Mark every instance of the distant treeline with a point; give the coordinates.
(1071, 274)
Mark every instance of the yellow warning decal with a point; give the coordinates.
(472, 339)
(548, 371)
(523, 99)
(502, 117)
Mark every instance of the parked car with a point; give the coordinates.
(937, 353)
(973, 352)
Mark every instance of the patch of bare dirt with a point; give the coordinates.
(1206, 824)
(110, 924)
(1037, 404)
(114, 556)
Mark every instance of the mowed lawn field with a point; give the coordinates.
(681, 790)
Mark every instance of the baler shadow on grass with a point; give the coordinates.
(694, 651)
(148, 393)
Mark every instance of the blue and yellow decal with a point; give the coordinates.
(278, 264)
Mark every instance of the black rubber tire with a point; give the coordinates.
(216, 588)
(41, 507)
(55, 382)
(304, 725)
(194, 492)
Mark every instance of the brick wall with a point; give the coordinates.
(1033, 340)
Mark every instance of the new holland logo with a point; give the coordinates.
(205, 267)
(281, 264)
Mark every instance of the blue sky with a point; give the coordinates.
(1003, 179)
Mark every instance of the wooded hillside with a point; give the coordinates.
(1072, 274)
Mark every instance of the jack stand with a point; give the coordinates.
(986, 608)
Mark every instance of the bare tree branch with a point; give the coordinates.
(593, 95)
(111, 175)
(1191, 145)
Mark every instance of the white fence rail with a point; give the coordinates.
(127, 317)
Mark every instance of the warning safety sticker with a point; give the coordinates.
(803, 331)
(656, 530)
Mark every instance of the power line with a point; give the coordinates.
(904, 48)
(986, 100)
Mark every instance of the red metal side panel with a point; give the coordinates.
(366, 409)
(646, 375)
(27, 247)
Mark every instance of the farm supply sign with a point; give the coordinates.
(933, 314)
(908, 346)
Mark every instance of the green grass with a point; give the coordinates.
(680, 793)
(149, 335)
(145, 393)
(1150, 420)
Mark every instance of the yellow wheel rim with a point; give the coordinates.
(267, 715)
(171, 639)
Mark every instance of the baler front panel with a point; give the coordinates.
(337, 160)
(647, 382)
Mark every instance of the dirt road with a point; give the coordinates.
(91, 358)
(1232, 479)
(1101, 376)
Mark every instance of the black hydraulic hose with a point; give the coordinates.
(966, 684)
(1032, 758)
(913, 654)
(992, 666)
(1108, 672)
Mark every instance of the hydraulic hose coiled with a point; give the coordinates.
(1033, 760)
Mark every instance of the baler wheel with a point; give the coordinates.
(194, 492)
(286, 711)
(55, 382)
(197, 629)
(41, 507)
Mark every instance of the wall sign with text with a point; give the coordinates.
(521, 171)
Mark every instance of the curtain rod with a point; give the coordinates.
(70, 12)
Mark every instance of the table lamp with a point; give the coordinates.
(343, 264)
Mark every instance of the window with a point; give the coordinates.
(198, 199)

===

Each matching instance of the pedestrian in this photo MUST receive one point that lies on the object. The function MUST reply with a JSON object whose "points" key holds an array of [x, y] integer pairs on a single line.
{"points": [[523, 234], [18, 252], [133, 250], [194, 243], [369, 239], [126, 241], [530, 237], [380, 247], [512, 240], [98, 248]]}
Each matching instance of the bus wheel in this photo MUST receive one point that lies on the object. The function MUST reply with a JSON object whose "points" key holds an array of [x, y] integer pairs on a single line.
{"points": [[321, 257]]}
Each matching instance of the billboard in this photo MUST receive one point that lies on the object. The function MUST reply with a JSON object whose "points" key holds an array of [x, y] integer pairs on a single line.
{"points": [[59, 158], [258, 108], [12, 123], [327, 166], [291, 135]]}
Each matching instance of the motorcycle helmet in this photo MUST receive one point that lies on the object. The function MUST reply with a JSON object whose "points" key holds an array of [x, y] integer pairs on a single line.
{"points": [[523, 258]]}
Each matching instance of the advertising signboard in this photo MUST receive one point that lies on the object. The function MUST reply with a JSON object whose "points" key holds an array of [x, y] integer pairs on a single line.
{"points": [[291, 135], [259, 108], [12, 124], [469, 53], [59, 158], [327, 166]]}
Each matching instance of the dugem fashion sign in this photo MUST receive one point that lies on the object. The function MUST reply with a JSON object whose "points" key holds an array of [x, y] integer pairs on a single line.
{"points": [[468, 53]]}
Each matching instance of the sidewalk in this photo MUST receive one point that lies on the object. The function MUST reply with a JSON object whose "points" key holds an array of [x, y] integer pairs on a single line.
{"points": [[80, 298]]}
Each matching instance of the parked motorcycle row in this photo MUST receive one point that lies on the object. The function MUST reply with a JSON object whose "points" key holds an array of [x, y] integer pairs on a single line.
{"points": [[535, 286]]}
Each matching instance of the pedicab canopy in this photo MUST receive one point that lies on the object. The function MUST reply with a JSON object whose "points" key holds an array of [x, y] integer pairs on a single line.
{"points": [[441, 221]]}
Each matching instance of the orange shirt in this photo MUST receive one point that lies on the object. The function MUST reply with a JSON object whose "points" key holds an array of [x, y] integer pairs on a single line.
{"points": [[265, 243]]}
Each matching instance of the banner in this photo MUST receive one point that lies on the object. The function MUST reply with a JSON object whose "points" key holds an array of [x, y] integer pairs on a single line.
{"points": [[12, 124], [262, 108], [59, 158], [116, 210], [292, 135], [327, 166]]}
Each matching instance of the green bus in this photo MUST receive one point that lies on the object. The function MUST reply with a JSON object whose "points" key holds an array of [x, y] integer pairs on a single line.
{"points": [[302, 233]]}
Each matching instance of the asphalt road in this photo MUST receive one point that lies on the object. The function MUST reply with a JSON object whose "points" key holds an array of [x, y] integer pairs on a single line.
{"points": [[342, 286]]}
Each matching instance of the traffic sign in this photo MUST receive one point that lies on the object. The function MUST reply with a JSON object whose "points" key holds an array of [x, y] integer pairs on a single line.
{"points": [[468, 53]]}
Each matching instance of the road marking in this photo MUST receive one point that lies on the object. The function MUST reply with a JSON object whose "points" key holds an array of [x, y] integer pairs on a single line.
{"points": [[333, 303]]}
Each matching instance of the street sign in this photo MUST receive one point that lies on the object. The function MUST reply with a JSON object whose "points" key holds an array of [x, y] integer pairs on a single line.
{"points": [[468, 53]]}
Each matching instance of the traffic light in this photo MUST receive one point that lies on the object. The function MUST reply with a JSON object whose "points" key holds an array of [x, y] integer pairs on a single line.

===

▸ WRITTEN REQUEST:
Pull out each line of the listing that contains the string "black", matching case exactly.

▸ ANSWER FOR THIS EXERCISE:
Mark every instance of the black rubber tire with a point; give the coordinates.
Mark every instance of the black hydraulic hose with a point; give the coordinates.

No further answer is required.